◆ Extrait du document:
---
IV. — Le troisième et dernier jour de l’attaque générale, Vercassivellaun et les Gaulois du dehors assaillirent le camp du Mont Réa ou de la montagne de Ménétreux. — Pour retrouver ce champ de bataille, gravissez les pentes du Réa par le sentier qui traverse l’Oze sur une passerelle en bois, et qui n’est sans doute qu’une ancienne voie romaine. C’est à mi-hauteur, dans une sorte de terrasse que domine le sommet boisé, que devait être le camp romain, et ici encore toutes les expressions des Commentaires portent : le camp est bien pæne iniquo loco et leniter declivi[130]. C’est derrière la montagne que Vercassivellaun a caché les siens[131]. C’est par le sommet qu’il a attaqué[132]. C’est de là qu’il a vu, sur les pentes du mont de Flavigny, César s’avançant vers lui[133]. C’est sur cette terrasse enfin qu’il a subi la charge irrésistible de Labienus[134].

V. — Pendant ce temps, Vercingétorix attaquait les lignes romaines de la plaine (peut-être vers le moulin de Bèze)[135]. Puis, repoussé de ce côté, il se portait à sa gauche vers l’Est ou le Sud-Est contre celles des hauteurs, en escaladant le flanc du mont de Flavigny[136]. Je suppose qu’il a conduit alors le gros de sa troupe du côté du sentier qui monte au delà du moulin Duthu[137] (en amont du moulin de Bèze), et qui se perd ensuite dans les terres. Mais j’avoue que, si sur ce point la montée est un peu pénible, elle ne présente pas précisément les loca prærupta dont parle César. Sans doute le proconsul a-t-il forcé la note ; et d’ailleurs la difficulté de l’escalade ne fut point telle qu’elle pût empêcher Vercingétorix de conduire assez vite ses hommes et ses machines jusqu’aux remparts romains.

VI. — Le dernier point qu’on puisse déterminer sur les lieux est celui où se tint César au début de la dernière bataille[138]. De ce point, dit-il, il la vit toute entière : or, elle se livra à la fois sur les pentes du Mont Réa et dans la plaine. On peut donc supposer qu’il se plaça sur le flanc ou au pied du mont de Flavigny, soit en bas, le long du chemin qui mène de la grande route de Pouillenay au moulin de Bèze, soit à mi-hauteur de ce même côté, près du petit bois.
---
◆ Extraits d'enregistrements d'annotation:

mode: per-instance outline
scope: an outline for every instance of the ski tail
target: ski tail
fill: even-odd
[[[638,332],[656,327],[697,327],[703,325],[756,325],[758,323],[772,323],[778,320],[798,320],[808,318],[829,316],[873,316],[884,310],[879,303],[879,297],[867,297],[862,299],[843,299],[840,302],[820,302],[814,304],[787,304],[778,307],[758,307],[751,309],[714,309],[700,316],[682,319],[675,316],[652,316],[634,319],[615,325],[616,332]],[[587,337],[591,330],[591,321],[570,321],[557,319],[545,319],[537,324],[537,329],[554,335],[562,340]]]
---
◆ Exercices à réaliser:
1. Exportez s'il vous plaît tous les enregistrements d'annotation en CSV à deux colonnes, consigne et reponse, avec une ligne par consigne. Placez chaque valeur dans un seul champ entre guillemets et remplacez les sauts de ligne par des espaces.
2. Rédigez la suite du texte sur les champs de bataille de César et de Vercingétorix, en partant de sa dernière phrase.
Le texte et les enregistrements ne proviennent pas de la même source.

◆ Résultats des exercices:
1.
consigne,reponse
"mode: per-instance outline scope: an outline for every instance of the ski tail target: ski tail fill: even-odd","[[[638,332],[656,327],[697,327],[703,325],[756,325],[758,323],[772,323],[778,320],[798,320],[808,318],[829,316],[873,316],[884,310],[879,303],[879,297],[867,297],[862,299],[843,299],[840,302],[820,302],[814,304],[787,304],[778,307],[758,307],[751,309],[714,309],[700,316],[682,319],[675,316],[652,316],[634,319],[615,325],[616,332]],[[587,337],[591,330],[591,321],[570,321],[557,319],[545,319],[537,324],[537,329],[554,335],[562,340]]]"

2.
C’est de ce point qu’il se porta d’abord vers la plaine, pour arrêter Vercingétorix vers le moulin de Bèze[139] : il resta à cette seconde place assez longtemps, pouvant du reste suivre fort bien de là ce qui se passait sur les pentes du Mont Réa et sur celles de la montagne de Flavigny. — Puis il revint vers le plateau[140], lorsque son adversaire attaqua de trop près la terrasse par le sentier du moulin Duthu. — De cette troisième position enfin il redescendit vers la plaine, pour rejoindre Labienus sur les terrasses du Réa[141], et c’est en descendant vers la vallée de l’Ozerain et le moulin de Bèze qu’il fut aperçu par Vercassivellaun. — Tracez une ligne droite de la ferme Lombard (sur le plateau de Flavigny) jusqu’au sommet du Mont Réa : cette ligne passe par le moulin de Bèze, et vous aurez l’axe do la dernière bataille, celui qu’ont sans cesse suivi les légats, les ordres, les regards ou les pas mêmes de Jules César[142].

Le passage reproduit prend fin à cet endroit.